• Given text:
In this example, we will develop a NLP workflow that identifies biomedical named entities (e.g., gene and protein names) in 100 abstracts retrieved from PubMed.
Step 1: Adding a collection reader
The first NLP component in every UIMA/U-Compare workflow is a collection reader. A collection reader is responsible for retrieving documents from a collection (e.g., online libraries like PubMed) and preparing the input for further processing by subsequent components. In this example, we will use Kleio Search, which can be found in the component library, under Collection readers category.
Kleio Search is a semantic search engine, developed by NaCTeM, which fetches MEDLINE abstracts matching a specific query. In our case, we use the query “content:CAT AND PROTEIN:”cat”“, which retrieves documents that are relevant to the protein cat.
Step 2: Adding processing components
In this step, we need to add a biomedical Named Entity Recogniser (NER) component. From the available ones, we choose NeMine, which identifies genes and proteins in free text (ABNER, NLPBA or Genia Tagger with Tokenisation are also applicable NERs for this case).
Once we have placed NeMine in the workflow design panel, we immediately observe that this component expects sentences as input. Hence, we first need to split the documents retrieved by Kleio Search into sentences. To do so, we need to place a Sentence Splitter component before NeMine.

Point-per-instance localization data:
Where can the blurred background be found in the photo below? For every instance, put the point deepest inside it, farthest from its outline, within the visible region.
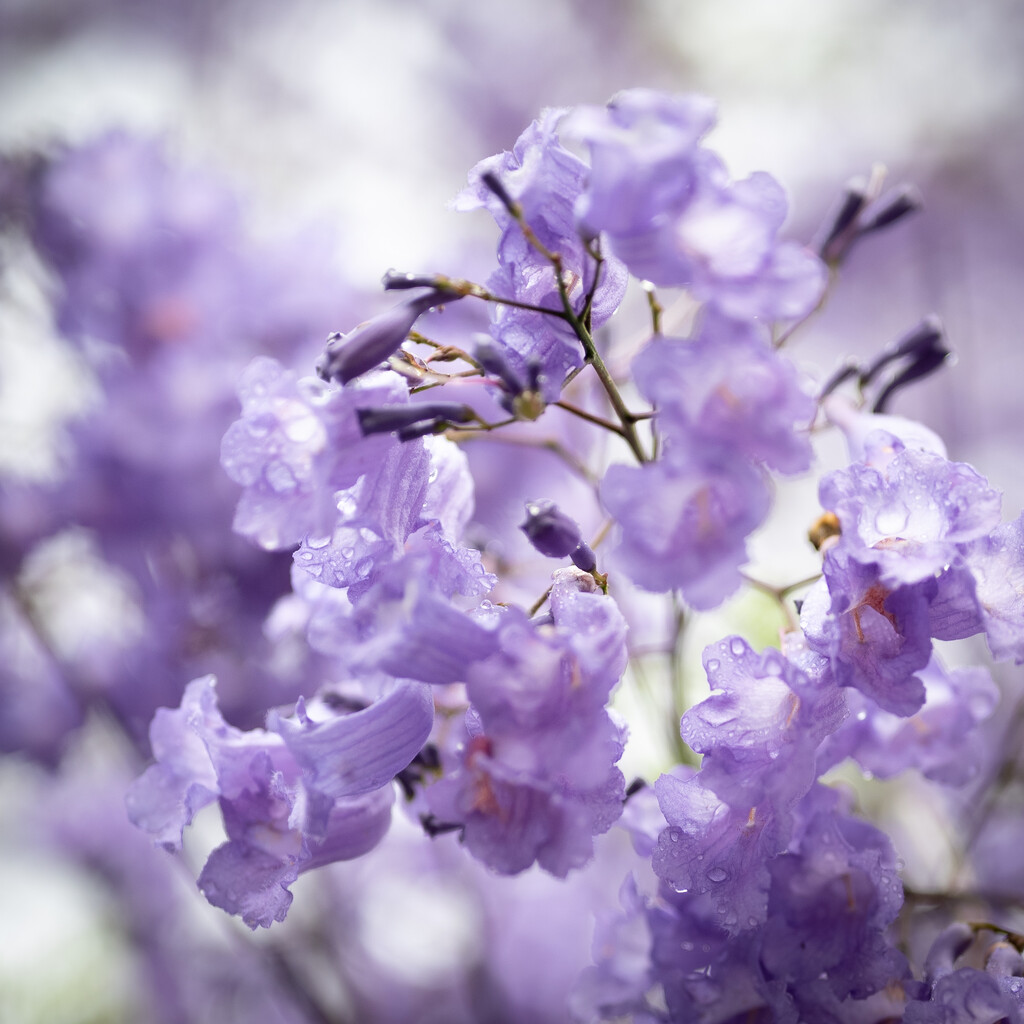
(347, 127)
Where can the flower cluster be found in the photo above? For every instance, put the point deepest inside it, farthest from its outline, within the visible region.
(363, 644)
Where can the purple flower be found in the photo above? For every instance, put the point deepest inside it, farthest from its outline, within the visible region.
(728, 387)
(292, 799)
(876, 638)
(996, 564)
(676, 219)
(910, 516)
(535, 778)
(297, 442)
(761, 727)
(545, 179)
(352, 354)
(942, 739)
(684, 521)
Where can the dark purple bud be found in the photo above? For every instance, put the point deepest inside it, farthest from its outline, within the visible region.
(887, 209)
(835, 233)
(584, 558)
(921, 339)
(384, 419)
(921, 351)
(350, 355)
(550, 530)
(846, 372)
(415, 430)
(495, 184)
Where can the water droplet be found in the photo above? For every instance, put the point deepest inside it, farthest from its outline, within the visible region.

• Problems to work on:
A - Condense the paragraph of the text on building a biomedical NLP workflow that begins "The first NLP component in every UIMA/U-Compare workflow" into a short bulleted list that keeps its main facts.
B - Continue the text on building a biomedical NLP workflow, starting after its last sentence.
This material comes from a source separate from the text on building a biomedical NLP workflow.

• Answer section:
A -
- Every UIMA/U-Compare workflow begins with a collection reader.
- A collection reader retrieves documents from a collection, such as PubMed, and prepares the input for the components that follow.
- This example uses Kleio Search, located in the component library under the Collection readers category.

B -
Our workflow is now valid (i.e., the input of components is compatible with the output of subsequent components).
Step 3: Executing the workflow
We can execute a pipeline by simply clicking the play button (it can be found under the workflow design panel). U-Compare will then start executing the components in our workflow, sequentially. Once U-Compare has finished processing the documents, a Session Results window will pop up, as illustrated in the following screenshot.
A Session Results window contains two tabs:
- Performance Statistics: Time needed to execute the workflow, average time by each component.
- Annotations Statistics:A summary of the annotations. (e.g., number of annotations for each document)
We can view the annotations per document by clicking the corresponding show button in the Performance Statistics tab.